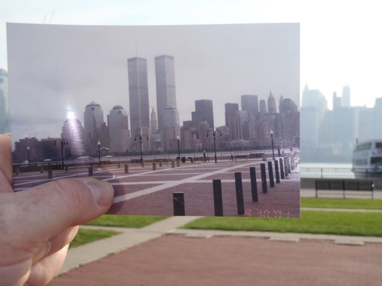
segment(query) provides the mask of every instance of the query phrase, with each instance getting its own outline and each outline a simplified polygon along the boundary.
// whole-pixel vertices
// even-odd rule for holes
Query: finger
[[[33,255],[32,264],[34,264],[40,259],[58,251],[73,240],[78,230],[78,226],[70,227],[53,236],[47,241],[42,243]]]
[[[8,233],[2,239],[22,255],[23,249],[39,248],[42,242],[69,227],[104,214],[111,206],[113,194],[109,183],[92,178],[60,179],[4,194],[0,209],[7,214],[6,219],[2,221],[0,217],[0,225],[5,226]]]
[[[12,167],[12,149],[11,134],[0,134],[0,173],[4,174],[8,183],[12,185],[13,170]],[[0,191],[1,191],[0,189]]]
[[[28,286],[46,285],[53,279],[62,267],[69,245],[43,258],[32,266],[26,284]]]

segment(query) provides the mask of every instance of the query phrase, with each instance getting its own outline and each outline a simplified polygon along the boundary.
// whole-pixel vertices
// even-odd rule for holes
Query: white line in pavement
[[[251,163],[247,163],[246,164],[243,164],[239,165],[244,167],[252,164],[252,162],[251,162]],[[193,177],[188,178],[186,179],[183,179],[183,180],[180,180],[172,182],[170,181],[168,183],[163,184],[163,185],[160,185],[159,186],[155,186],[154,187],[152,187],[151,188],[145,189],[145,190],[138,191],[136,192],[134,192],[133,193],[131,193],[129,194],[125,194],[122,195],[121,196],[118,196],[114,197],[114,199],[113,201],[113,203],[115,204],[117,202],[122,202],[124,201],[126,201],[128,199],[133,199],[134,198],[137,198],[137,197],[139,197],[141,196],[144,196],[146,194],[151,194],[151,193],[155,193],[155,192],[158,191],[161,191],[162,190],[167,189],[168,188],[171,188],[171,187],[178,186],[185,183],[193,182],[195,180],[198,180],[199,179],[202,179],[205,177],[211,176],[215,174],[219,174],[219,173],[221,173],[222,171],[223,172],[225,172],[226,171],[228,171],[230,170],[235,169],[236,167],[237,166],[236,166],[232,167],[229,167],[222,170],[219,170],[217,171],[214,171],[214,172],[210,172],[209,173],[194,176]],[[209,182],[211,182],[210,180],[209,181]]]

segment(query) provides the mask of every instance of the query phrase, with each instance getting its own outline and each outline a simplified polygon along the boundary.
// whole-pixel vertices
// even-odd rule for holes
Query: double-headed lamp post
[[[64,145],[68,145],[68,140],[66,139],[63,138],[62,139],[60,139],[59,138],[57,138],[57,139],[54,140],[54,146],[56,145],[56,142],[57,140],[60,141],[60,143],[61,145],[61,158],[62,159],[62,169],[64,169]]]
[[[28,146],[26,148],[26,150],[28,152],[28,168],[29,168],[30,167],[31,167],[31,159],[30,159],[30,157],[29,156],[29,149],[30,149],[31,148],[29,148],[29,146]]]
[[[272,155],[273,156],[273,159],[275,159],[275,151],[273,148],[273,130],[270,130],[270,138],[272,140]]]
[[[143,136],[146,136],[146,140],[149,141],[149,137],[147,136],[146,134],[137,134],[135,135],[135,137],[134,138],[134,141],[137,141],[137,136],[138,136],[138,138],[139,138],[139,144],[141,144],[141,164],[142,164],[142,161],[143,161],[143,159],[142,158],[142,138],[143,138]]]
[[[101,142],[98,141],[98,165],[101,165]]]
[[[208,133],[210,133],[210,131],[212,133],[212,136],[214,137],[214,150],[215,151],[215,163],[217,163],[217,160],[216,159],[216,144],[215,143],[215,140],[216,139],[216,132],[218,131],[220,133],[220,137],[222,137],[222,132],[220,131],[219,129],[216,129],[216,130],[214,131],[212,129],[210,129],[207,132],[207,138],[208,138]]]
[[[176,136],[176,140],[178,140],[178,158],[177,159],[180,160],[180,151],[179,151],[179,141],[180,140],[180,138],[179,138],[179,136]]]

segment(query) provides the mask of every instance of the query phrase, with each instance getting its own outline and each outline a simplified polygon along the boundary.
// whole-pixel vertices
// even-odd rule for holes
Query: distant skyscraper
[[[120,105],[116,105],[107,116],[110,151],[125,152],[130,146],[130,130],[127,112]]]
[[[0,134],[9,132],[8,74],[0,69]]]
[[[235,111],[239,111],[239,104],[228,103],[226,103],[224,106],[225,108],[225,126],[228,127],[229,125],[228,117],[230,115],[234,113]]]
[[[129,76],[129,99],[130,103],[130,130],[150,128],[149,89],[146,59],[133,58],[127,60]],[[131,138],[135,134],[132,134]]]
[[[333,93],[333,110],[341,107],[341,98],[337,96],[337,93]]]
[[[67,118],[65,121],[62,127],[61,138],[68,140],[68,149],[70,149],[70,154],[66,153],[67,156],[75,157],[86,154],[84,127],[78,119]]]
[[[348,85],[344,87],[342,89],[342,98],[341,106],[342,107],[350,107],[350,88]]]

◇ ◇ ◇

▸ **WRITTEN REQUEST**:
Copy every item above word for word, leaving out the pictures.

▸ **THE COMPLETED TASK**:
segment(query) provides the mask of every instance of the query phrase, with each instance getting its own outline and each outline a simplified polygon along the boundary.
// whole-pixel vertices
// even-odd rule for holes
Query: finger
[[[33,255],[32,264],[34,264],[40,259],[58,251],[73,240],[78,230],[78,226],[70,227],[53,236],[47,241],[42,243]]]
[[[8,233],[2,239],[22,255],[23,249],[39,248],[42,242],[69,227],[104,214],[111,206],[113,194],[109,183],[92,178],[60,179],[4,194],[0,209],[7,214],[6,219],[2,221],[0,217],[0,225],[5,226]]]
[[[12,167],[12,149],[11,134],[0,134],[0,173],[4,174],[8,183],[12,185],[13,170]],[[0,191],[1,191],[0,189]]]
[[[28,286],[46,285],[53,279],[62,267],[69,245],[43,258],[32,266],[26,284]]]

segment(query) provides the mask of every instance of the query phrase, with each instance getting its own outline and each outline a simplified polygon along the boundary.
// whole-pixel vertices
// even-odd rule for holes
Query: white line in pavement
[[[251,163],[247,163],[246,164],[243,164],[239,165],[244,167],[252,164],[252,162],[251,162]],[[193,177],[188,178],[186,179],[183,179],[183,180],[180,180],[172,182],[170,181],[168,183],[163,184],[163,185],[160,185],[159,186],[155,186],[154,187],[152,187],[151,188],[145,189],[145,190],[138,191],[136,192],[134,192],[133,193],[131,193],[129,194],[125,194],[122,195],[121,196],[118,196],[114,197],[114,199],[113,201],[113,203],[115,204],[117,202],[122,202],[124,201],[126,201],[128,199],[133,199],[134,198],[137,198],[137,197],[139,197],[141,196],[144,196],[146,194],[151,194],[151,193],[155,193],[155,192],[158,191],[161,191],[162,190],[167,189],[168,188],[171,188],[171,187],[178,186],[185,183],[193,182],[195,180],[198,180],[199,179],[202,179],[205,177],[211,176],[215,174],[219,174],[219,173],[221,173],[222,171],[223,172],[225,172],[226,171],[228,171],[230,170],[235,169],[236,167],[237,166],[236,166],[232,167],[229,167],[222,170],[219,170],[217,171],[214,171],[214,172],[210,172],[209,173],[194,176]],[[209,182],[211,182],[210,180],[209,181]]]

segment(query) provides the mask of every instance of the query phrase, with each instance getting its own outline and each outline a simplified polygon along the boundary.
// whole-pixel vertices
// even-odd rule for holes
Query: double-headed lamp post
[[[64,145],[68,145],[68,140],[66,139],[63,138],[62,139],[60,139],[59,138],[57,138],[57,139],[54,140],[54,146],[56,145],[56,142],[57,140],[60,141],[60,143],[61,145],[61,158],[62,159],[62,169],[64,169]]]
[[[28,146],[26,148],[26,150],[28,152],[28,168],[29,168],[30,167],[31,167],[31,159],[30,159],[30,157],[29,156],[29,149],[30,149],[31,148],[29,148],[29,146]]]
[[[272,155],[273,156],[273,159],[275,159],[275,151],[273,148],[273,130],[270,130],[270,138],[272,140]]]
[[[143,136],[146,136],[146,140],[149,141],[149,137],[147,136],[146,134],[137,134],[135,135],[135,137],[134,138],[134,141],[137,141],[137,136],[138,136],[138,138],[139,138],[139,144],[141,144],[141,164],[142,164],[142,161],[143,161],[143,159],[142,158],[142,138],[143,138]]]
[[[101,142],[98,141],[98,165],[101,165]]]
[[[208,133],[210,133],[210,131],[212,133],[212,136],[214,137],[214,150],[215,151],[215,163],[217,163],[217,160],[216,159],[216,144],[215,143],[215,140],[216,139],[216,132],[218,131],[220,133],[220,137],[222,137],[222,132],[220,131],[219,129],[216,129],[216,130],[214,131],[212,129],[210,129],[207,132],[207,138],[208,138]]]
[[[176,136],[176,140],[178,140],[178,158],[177,159],[180,160],[180,151],[179,151],[179,141],[180,140],[180,138],[179,138],[179,136]]]

segment(query) provides the mask of every instance of the query phrase, with each instance getting its own outline and each outline a simplified polygon along the boundary.
// whole-pixel vertices
// even-odd rule for holes
Query: distant skyscraper
[[[120,105],[116,105],[107,116],[110,151],[125,152],[130,146],[130,130],[127,112]]]
[[[0,134],[9,132],[8,74],[0,69]]]
[[[235,111],[239,111],[239,104],[228,103],[226,103],[224,106],[225,108],[225,126],[228,127],[229,125],[228,117],[230,115],[234,113]]]
[[[129,76],[129,99],[130,103],[130,130],[150,128],[149,89],[146,59],[133,58],[127,60]],[[131,138],[135,134],[132,134]]]
[[[333,93],[333,110],[341,107],[341,98],[337,96],[337,93]]]
[[[67,118],[65,121],[62,127],[61,138],[68,140],[68,149],[70,149],[70,154],[66,153],[67,156],[75,157],[86,154],[84,127],[78,119]]]
[[[348,85],[344,87],[342,89],[342,98],[341,106],[342,107],[350,107],[350,88]]]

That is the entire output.